[Stored items]

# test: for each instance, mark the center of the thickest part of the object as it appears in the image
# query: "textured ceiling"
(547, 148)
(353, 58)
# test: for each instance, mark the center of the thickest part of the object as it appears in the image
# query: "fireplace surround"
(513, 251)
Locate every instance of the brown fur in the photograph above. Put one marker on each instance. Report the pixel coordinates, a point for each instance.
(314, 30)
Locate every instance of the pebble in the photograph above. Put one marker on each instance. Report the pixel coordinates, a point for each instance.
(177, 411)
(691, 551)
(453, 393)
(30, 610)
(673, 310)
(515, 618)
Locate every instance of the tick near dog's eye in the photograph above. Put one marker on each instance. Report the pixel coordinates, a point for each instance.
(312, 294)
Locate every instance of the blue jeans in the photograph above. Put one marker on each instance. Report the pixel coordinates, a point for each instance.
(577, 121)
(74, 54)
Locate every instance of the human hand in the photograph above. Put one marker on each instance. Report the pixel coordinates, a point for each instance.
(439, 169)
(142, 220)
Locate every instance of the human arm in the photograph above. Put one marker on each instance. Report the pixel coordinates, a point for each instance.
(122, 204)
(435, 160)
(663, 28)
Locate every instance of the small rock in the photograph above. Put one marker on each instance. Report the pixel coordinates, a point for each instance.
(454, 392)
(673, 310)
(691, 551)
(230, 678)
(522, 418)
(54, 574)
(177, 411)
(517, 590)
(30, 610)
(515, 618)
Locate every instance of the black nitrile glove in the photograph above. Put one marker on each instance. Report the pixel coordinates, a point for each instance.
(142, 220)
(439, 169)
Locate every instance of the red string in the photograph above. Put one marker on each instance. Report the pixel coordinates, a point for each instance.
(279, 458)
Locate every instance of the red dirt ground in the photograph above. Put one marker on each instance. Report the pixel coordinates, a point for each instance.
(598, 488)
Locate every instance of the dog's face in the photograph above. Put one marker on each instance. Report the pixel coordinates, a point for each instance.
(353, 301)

[What the task requires]
Your task is to write out, exactly, the line that holds "Locate every instance of the red string" and every line after it until the records end.

[Solution to this exercise]
Locate every instance of the red string in the photograph above. Put one marker on each instance. Report the pixel coordinates, a point for each instance.
(279, 458)
Locate every instance of the red dirt ground in the photograph above. Put one marker on each instance. Report the pixel coordinates, a point for each instance.
(598, 488)
Locate every instance of the dog's face in the photograph above. Put one marker on each instance. Report the pixel coordinates, a point for each instance.
(353, 301)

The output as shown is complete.